> _OBJECTIVE_:
Render every row below as a JSON list of strings, with one string per line and blank lines left out.

> _DATA ROWS_:
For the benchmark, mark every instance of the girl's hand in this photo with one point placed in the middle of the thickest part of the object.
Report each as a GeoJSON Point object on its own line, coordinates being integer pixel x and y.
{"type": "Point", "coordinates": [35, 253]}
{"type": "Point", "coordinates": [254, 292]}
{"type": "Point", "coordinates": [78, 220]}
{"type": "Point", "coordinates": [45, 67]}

> _RESULT_:
[
  "For the benchmark, mark every instance of the girl's hand in this photo with one point placed in the middle of the thickest part of the object.",
  "Report each as a GeoJSON Point object on its own line, coordinates being integer pixel x and y.",
  "{\"type\": \"Point\", \"coordinates\": [35, 253]}",
  "{\"type\": \"Point\", \"coordinates\": [254, 292]}",
  "{\"type\": \"Point\", \"coordinates\": [78, 220]}",
  "{\"type\": \"Point\", \"coordinates\": [45, 67]}"
]